▸ WHAT YOU ARE ASKED TO DO: Reproduce everything from the line containing "Mark each lamp" down to the end of the entries, replacing "gripper" with "manipulator" and changing nothing else.

## begin PROVIDED INFORMATION

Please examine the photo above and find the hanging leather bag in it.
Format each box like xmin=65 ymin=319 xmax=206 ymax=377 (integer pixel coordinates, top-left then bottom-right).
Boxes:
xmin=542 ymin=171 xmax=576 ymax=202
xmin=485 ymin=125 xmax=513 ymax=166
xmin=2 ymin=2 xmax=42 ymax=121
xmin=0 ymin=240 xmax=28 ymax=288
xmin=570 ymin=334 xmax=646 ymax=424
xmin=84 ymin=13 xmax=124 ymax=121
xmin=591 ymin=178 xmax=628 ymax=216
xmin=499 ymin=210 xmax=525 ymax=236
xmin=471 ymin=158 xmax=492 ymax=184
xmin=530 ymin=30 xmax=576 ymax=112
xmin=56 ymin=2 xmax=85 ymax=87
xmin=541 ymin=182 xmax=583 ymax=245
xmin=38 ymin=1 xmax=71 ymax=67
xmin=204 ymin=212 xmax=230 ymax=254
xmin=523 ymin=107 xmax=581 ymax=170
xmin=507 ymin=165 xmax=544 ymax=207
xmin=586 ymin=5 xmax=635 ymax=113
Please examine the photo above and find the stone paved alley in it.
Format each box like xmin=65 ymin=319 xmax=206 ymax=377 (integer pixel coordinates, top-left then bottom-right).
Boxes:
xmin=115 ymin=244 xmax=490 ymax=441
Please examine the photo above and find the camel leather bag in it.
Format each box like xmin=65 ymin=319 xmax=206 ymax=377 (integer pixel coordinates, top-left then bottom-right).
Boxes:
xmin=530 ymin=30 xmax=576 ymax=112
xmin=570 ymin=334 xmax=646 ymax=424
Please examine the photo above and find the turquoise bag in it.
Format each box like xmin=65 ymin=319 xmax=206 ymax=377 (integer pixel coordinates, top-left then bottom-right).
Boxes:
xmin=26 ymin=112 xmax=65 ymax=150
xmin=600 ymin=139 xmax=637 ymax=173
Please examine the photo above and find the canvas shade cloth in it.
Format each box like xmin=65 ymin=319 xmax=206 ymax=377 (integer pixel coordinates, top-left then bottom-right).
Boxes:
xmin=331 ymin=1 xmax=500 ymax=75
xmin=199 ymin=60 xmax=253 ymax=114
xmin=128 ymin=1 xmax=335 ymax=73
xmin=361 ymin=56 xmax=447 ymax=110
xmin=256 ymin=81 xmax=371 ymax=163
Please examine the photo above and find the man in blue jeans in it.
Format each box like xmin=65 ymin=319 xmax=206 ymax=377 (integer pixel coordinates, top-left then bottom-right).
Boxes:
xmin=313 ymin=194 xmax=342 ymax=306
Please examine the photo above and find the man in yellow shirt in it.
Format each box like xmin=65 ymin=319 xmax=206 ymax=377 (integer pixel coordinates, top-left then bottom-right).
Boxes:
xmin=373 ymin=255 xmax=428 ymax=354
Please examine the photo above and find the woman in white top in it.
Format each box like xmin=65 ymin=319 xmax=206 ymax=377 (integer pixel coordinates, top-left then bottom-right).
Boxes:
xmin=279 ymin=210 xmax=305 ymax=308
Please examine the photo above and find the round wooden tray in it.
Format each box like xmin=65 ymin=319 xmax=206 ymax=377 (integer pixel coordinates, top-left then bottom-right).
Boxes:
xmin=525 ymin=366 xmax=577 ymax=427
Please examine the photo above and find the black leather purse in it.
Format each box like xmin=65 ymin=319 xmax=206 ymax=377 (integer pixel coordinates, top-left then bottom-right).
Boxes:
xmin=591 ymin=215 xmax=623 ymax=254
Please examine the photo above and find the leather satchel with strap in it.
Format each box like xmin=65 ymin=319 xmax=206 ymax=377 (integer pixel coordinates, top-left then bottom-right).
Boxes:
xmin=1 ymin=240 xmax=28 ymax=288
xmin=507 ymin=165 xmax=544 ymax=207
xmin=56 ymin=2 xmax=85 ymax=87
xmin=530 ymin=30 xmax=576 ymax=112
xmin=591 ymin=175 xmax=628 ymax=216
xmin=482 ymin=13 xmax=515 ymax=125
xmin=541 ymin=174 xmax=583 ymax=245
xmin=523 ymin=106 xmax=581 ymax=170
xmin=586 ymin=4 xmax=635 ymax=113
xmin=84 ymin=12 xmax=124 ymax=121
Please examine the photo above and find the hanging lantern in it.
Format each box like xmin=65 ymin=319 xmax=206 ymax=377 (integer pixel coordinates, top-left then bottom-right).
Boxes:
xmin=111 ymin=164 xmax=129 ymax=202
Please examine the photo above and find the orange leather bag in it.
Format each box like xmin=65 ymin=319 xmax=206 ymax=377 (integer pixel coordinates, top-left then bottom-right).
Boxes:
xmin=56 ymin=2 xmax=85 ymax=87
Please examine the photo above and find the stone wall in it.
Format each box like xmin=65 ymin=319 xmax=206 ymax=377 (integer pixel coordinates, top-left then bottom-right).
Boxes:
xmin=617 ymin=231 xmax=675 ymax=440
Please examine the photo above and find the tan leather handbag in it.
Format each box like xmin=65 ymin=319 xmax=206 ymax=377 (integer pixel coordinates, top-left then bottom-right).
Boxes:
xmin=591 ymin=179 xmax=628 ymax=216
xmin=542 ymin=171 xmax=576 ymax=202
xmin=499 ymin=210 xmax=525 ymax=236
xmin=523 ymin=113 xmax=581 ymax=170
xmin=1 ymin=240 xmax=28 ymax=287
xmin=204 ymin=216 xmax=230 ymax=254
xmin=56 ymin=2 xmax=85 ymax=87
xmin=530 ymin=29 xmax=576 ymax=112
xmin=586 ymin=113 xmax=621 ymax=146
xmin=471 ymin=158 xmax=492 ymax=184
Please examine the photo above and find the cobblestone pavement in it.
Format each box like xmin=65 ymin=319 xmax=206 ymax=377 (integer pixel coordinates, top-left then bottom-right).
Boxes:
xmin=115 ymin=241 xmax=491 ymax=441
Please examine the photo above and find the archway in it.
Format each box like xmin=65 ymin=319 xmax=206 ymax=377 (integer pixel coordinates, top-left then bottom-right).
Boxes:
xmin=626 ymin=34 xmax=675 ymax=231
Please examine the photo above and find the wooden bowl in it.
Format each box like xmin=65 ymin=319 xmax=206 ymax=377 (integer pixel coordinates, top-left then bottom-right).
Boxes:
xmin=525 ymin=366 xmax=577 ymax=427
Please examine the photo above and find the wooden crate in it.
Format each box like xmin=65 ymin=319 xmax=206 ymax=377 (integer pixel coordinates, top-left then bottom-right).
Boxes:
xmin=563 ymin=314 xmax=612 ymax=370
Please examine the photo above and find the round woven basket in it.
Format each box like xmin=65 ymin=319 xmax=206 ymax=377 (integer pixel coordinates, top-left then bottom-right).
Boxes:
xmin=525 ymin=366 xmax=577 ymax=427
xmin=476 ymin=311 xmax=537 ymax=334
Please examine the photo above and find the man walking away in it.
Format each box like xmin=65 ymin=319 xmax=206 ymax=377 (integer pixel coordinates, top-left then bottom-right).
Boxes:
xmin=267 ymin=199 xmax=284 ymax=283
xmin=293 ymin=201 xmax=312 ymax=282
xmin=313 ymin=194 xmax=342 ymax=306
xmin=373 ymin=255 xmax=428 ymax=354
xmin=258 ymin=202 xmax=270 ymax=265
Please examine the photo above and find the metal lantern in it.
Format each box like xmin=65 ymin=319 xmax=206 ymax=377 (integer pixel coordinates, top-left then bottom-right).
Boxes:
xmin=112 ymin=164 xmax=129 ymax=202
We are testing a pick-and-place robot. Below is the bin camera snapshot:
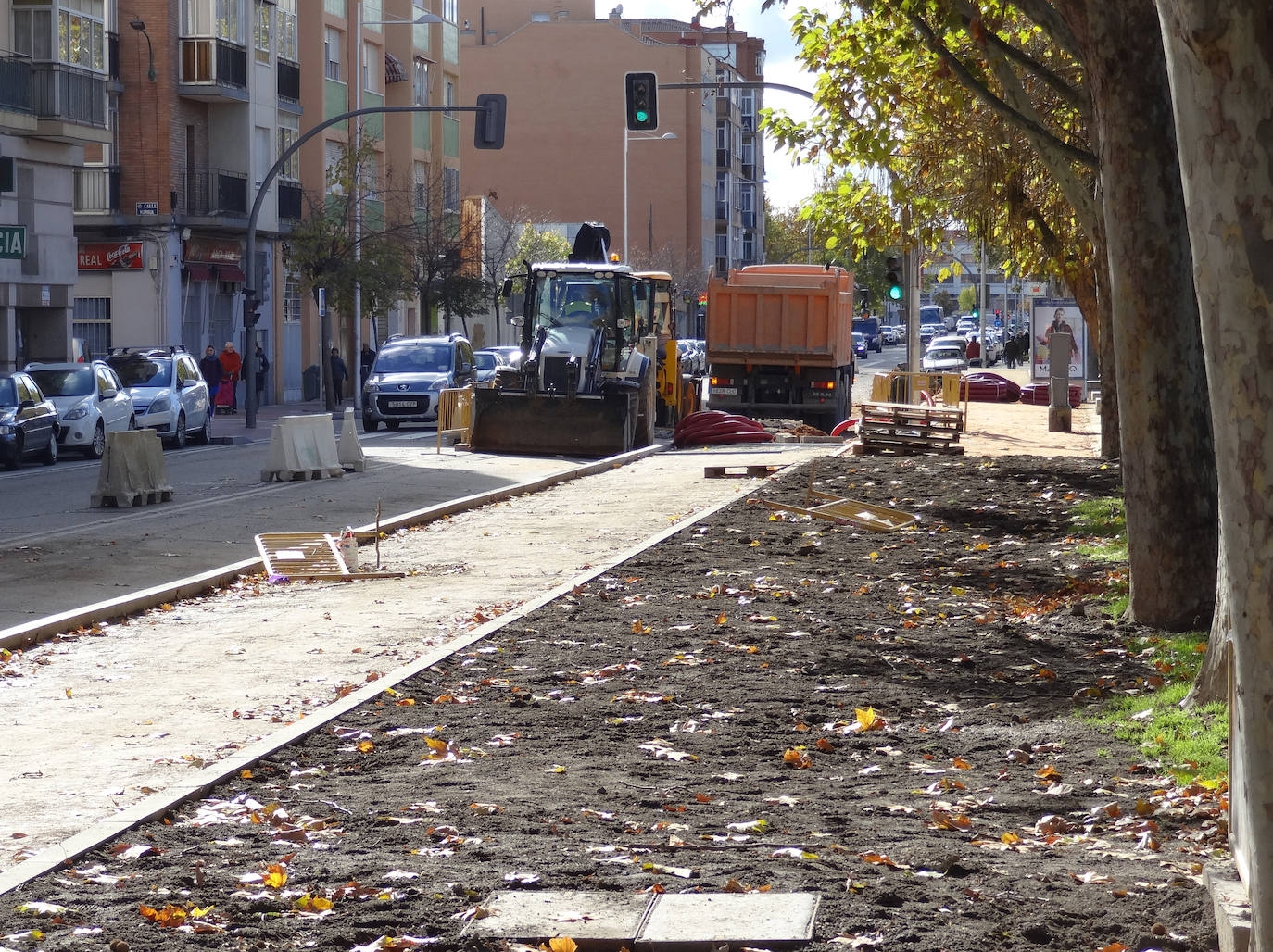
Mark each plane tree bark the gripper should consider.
[1157,0,1273,936]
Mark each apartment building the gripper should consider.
[460,0,763,290]
[0,0,116,370]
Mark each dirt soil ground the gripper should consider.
[0,437,1223,952]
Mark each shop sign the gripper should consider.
[184,238,242,265]
[79,242,142,271]
[0,225,27,259]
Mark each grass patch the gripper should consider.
[1081,633,1229,783]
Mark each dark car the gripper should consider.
[0,370,57,470]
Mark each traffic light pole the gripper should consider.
[243,102,504,431]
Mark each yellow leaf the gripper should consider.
[261,863,288,890]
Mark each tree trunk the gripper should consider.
[1075,0,1218,632]
[1158,0,1273,952]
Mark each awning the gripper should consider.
[384,54,410,82]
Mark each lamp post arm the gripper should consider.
[243,106,486,431]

## end PROVIDED INFORMATION

▸ ANSWER FOR THIS EXERCISE:
Mark each lamp post arm the manipulator should consider.
[243,106,486,431]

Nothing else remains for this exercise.